→ **Texto fuente**
###

Para saber lo que está vivo y lo que está muerto
en la tradición revolucionaria, la sociedad contemporánea
debe examinarse a sí misma. Ya Marx hacia dicho que
el cristianismo no pudo "hacer comprender en forma objetiva
las mitologías anteriores más que realizando
su propia crítica", y que "la economía
antigua y oriental hasta el momento en que la sociedad
burguesa emprendió la crítica de sí misma"
(Introducción general a la crítica de la economía
política).
En el interior del sistema marxista, por lo demás,
están los gérmenes de la destrucción
creadora: la dialéctica y, sobretodo, la fuerza
de abstracción, como llamaba Marx al análisis
social, aplicada hoy a un sujeto real e históricamente
determinado: la sociedad del siglo XX.
2.

###

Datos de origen
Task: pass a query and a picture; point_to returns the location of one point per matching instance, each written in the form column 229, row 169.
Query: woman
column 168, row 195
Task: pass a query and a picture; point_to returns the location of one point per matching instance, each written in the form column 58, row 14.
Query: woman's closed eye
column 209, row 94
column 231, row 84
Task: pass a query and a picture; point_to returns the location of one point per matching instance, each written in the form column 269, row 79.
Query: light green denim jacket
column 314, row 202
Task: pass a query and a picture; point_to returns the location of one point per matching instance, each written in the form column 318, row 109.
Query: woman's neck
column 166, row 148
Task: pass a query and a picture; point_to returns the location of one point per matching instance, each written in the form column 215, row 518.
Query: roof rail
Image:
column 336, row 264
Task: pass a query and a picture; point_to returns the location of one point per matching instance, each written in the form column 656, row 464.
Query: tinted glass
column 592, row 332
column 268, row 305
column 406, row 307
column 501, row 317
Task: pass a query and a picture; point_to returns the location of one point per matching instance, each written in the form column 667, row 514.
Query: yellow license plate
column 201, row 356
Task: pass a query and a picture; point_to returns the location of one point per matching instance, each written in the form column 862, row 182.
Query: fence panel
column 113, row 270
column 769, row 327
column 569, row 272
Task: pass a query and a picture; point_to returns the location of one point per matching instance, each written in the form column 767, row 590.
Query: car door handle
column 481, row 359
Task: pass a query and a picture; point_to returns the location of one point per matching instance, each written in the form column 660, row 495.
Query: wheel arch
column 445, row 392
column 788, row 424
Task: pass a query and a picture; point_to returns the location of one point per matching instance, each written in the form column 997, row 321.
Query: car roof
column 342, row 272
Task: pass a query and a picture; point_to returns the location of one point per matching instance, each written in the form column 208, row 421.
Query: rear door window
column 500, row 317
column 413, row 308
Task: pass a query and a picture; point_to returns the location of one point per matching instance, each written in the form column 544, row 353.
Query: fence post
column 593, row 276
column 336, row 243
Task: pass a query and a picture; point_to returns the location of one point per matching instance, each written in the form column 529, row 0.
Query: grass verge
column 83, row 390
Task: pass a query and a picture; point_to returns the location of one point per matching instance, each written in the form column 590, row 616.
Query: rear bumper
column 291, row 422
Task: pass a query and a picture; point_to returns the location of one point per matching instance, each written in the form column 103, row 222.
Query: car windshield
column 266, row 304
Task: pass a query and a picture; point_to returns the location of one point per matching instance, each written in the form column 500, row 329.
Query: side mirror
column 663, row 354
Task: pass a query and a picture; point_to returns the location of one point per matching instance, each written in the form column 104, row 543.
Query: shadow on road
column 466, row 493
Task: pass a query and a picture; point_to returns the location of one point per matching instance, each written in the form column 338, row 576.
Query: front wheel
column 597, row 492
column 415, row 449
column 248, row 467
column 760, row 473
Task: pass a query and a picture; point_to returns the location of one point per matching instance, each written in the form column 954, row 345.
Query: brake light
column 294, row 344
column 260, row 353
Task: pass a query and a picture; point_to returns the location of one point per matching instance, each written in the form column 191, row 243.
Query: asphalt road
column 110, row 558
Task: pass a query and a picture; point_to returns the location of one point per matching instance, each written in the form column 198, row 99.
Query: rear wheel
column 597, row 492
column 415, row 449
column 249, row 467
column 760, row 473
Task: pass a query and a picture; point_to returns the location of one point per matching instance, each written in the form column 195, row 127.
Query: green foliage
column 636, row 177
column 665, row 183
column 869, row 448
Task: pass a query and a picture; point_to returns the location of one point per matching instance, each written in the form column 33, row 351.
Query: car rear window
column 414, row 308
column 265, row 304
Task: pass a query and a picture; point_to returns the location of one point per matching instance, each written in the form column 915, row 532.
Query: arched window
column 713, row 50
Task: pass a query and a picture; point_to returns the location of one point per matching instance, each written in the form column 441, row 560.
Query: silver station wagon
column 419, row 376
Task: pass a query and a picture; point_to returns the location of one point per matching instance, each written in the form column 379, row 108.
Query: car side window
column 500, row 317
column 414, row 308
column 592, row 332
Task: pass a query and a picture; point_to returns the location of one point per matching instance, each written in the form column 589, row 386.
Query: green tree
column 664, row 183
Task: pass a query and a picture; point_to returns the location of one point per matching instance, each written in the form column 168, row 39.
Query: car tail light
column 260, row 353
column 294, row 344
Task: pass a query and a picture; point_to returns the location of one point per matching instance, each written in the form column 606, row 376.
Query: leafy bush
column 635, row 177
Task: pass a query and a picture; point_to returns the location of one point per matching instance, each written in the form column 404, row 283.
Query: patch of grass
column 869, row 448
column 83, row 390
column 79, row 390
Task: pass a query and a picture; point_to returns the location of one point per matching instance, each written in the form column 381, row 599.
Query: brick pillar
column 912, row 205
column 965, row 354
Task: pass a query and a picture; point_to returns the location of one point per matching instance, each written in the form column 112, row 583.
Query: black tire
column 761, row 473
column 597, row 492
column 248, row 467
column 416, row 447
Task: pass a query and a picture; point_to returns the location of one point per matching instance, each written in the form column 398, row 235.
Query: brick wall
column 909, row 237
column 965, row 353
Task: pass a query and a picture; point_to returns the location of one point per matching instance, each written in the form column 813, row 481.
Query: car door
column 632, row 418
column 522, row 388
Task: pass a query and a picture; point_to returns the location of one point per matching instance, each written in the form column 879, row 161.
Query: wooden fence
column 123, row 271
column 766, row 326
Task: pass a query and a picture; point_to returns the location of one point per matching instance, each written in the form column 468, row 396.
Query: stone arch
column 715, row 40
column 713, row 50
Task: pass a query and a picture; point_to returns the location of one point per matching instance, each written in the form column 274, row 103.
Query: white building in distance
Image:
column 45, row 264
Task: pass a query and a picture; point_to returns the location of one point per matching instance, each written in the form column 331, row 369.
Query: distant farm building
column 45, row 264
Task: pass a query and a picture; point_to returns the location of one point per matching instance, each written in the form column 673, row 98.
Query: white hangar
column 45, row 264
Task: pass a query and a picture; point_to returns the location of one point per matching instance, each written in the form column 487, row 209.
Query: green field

###

→ **Tarea 1**
Extrae del texto fuente el pasaje literal que empieza en las palabras "En el interior" y termina después de "del siglo XX.".
→ **Tarea 2**
Según el texto fuente, ¿cómo llamaba Marx al análisis social?

→ **Respuesta final 1**
En el interior del sistema marxista, por lo demás,
están los gérmenes de la destrucción
creadora: la dialéctica y, sobretodo, la fuerza
de abstracción, como llamaba Marx al análisis
social, aplicada hoy a un sujeto real e históricamente
determinado: la sociedad del siglo XX.

→ **Respuesta final 2**
La fuerza de abstracción.